==== Source document

The library provides support for reading (but not writing ARC) files.
The ARC format is legacy but is important to support in a consistent
matter. The ``ArchiveIterator`` can equally iterate over ARC and WARC
files to emit ``ArcWarcRecord`` objects. The special ``arc2warc`` option
converts ARC records to WARCs on the fly, allowing for them to be
accessed using the same API.

(Special ``WARCIterator`` and ``ARCIterator`` subclasses of ``ArchiveIterator``
are also available to read only WARC or only ARC files).

WARC and ARC Streaming

For example, here is a snippet for reading an ARC and a WARC using the same API.

The example streams a WARC and ARC file over HTTP using requests <http://docs.python-requests.org/en/master/>__, printing the warcinfo record (or ARC header) and any response records (or all ARC records) that contain HTML:

.. code:: python

import requests
from warcio.archiveiterator import ArchiveIterator

def print_records(url):
    resp = requests.get(url, stream=True)

    for record in ArchiveIterator(resp.raw, arc2warc=True):
        if record.rec_type == 'warcinfo':
            print(record.raw_stream.read())

        elif record.rec_type == 'response':
            if record.http_headers.get_header('Content-Type') == 'text/html':
                print(record.rec_headers.get_header('WARC-Target-URI'))
                print(record.content_stream().read())
                print('')

# WARC
print_records('https://archive.org/download/ExampleArcAndWarcFiles/IAH-20080430204825-00000-blackbook.warc.gz')


# ARC with arc2warc
print_records('https://archive.org/download/ExampleArcAndWarcFiles/IAH-20080430204825-00000-blackbook.arc.gz')

Writing WARC Records

Starting with 1.6, warcio introduces a way to capture HTTP/S traffic directly to a WARC file, by monkey-patching Python's http.client library.

========
==== Listed entries

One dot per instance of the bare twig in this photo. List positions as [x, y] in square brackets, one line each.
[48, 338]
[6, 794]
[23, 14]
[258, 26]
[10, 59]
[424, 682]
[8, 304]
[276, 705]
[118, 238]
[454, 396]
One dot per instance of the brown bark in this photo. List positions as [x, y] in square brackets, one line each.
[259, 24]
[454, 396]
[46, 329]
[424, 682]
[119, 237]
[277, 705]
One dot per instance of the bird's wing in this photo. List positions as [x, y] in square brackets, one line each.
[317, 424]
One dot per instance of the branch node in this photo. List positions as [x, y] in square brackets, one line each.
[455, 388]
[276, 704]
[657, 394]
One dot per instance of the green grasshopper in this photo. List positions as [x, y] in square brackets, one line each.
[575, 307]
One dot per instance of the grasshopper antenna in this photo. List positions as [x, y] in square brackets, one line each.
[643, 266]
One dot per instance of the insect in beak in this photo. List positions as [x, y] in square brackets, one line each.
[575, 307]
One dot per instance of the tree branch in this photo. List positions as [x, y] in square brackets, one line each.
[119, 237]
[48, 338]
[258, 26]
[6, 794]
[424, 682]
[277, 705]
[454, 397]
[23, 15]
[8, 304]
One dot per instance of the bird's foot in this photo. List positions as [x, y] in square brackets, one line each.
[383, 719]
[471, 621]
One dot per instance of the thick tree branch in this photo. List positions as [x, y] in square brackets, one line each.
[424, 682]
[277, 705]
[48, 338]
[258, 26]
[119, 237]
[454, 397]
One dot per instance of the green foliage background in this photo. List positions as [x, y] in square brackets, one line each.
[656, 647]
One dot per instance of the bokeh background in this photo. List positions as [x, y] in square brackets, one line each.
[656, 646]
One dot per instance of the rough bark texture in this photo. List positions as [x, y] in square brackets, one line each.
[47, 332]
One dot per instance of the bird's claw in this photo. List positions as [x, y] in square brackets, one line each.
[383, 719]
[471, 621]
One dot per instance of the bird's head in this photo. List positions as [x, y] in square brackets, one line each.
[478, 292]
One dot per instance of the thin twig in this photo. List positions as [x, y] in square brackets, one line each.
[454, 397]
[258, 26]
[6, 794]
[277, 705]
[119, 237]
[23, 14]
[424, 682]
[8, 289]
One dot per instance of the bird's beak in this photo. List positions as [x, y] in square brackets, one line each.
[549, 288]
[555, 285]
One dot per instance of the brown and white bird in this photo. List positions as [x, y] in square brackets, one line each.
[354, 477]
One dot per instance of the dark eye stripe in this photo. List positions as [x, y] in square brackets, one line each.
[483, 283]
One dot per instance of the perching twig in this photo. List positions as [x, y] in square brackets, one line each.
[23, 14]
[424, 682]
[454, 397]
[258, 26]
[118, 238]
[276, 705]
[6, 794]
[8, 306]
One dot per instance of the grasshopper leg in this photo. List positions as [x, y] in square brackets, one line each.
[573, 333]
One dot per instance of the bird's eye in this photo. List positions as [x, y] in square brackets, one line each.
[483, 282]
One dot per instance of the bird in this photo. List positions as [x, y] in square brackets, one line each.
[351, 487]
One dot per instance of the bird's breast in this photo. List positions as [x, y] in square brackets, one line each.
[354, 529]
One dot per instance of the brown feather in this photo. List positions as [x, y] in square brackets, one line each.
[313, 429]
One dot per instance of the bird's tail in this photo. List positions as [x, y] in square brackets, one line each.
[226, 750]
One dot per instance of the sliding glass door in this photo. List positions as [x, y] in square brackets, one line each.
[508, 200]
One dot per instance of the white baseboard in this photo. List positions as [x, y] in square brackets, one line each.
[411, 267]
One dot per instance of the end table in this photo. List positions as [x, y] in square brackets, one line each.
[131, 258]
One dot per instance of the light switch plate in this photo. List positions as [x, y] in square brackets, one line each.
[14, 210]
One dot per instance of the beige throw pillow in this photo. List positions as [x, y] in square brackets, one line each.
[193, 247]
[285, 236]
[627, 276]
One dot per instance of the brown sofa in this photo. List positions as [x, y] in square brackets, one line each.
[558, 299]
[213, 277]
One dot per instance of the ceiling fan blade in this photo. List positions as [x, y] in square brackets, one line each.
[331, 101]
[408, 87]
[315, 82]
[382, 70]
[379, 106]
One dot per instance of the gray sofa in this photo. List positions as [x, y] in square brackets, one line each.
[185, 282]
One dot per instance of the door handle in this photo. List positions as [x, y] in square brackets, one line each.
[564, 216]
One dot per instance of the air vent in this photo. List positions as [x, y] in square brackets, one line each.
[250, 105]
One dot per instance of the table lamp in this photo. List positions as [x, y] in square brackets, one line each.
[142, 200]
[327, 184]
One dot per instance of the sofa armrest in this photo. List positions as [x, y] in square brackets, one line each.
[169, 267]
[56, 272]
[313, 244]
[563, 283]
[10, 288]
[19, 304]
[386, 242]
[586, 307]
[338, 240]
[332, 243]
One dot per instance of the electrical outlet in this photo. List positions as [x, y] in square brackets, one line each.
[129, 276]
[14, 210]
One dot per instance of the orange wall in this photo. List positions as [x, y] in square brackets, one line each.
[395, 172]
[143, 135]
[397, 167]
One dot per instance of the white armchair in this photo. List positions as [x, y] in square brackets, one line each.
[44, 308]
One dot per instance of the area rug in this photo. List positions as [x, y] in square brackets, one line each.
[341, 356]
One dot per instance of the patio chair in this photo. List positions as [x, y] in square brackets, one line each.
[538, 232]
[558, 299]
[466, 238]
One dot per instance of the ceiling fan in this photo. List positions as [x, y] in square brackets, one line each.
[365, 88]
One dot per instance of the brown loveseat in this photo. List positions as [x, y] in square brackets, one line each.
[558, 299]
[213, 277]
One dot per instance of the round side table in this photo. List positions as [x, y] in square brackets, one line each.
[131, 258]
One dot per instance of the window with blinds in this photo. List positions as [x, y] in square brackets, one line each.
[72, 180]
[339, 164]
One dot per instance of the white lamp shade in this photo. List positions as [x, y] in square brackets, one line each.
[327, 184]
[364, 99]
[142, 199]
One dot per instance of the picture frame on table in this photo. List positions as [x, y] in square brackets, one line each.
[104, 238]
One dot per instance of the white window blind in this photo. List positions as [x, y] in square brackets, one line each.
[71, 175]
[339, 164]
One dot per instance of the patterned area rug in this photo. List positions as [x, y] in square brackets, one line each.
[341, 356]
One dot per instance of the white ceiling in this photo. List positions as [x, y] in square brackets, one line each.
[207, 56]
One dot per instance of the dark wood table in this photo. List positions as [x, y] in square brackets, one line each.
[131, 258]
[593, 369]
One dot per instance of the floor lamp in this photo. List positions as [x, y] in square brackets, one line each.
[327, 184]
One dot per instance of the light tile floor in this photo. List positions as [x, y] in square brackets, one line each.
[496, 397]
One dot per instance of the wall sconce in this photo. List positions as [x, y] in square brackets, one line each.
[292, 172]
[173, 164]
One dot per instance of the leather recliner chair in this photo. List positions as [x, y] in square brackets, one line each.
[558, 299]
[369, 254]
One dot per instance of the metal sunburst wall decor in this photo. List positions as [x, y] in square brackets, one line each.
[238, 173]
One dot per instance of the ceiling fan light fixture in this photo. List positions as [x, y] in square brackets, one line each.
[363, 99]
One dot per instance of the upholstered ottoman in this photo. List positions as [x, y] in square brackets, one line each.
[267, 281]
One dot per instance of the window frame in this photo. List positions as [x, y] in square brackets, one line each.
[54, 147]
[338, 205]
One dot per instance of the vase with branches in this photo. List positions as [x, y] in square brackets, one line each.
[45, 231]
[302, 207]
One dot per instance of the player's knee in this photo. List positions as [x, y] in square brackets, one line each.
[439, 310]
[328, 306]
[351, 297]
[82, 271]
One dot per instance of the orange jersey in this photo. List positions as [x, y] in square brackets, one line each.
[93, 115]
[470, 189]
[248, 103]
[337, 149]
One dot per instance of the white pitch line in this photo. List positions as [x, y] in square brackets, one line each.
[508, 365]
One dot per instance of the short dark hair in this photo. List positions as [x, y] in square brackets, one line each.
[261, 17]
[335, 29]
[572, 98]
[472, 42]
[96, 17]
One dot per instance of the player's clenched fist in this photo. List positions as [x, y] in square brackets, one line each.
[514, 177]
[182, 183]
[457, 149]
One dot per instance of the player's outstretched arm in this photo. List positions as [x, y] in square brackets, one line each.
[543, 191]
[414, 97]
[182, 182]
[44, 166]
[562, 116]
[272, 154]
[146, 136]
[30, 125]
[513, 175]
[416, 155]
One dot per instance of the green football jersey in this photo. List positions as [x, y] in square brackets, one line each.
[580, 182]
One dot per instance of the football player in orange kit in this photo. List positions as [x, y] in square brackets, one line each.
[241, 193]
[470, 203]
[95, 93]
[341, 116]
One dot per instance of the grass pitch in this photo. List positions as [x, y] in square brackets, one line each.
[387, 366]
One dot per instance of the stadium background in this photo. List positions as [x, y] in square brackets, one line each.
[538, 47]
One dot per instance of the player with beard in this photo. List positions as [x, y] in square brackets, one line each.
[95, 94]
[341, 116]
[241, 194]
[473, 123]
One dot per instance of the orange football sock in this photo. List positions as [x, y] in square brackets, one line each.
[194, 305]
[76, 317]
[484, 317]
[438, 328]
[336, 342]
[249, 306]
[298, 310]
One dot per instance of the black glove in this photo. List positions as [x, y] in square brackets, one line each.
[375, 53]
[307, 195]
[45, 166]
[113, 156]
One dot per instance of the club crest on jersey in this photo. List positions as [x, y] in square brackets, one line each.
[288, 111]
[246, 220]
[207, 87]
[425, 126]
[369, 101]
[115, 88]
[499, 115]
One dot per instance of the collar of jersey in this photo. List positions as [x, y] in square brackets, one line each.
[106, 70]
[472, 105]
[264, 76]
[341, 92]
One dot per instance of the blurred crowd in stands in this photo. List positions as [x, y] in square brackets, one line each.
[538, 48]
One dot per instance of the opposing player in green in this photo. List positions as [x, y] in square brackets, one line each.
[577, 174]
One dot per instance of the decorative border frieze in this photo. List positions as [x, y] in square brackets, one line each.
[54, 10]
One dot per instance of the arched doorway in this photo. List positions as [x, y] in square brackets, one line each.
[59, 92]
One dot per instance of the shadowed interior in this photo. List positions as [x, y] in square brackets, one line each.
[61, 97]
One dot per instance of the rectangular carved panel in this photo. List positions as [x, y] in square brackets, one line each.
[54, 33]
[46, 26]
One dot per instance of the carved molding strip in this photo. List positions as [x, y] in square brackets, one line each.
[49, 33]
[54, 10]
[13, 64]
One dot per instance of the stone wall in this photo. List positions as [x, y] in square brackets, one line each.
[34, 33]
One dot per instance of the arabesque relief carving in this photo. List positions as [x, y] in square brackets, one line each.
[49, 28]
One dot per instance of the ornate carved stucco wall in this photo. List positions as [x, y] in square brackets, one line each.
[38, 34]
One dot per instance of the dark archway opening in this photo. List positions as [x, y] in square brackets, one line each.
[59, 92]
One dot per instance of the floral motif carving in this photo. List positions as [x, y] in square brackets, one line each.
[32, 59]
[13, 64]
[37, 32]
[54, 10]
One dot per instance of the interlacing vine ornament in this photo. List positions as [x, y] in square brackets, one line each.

========

__What is being asked__. Rewrite the stretch of the text on ARC and WARC reading from "for record in" through "print(record.content_stream().read())", putting "'application/json'" in place of "'text/html'". The rows were taken from a different source than the text.

__Exercise answer__.
for record in ArchiveIterator(resp.raw, arc2warc=True):
        if record.rec_type == 'warcinfo':
            print(record.raw_stream.read())

        elif record.rec_type == 'response':
            if record.http_headers.get_header('Content-Type') == 'application/json':
                print(record.rec_headers.get_header('WARC-Target-URI'))
                print(record.content_stream().read())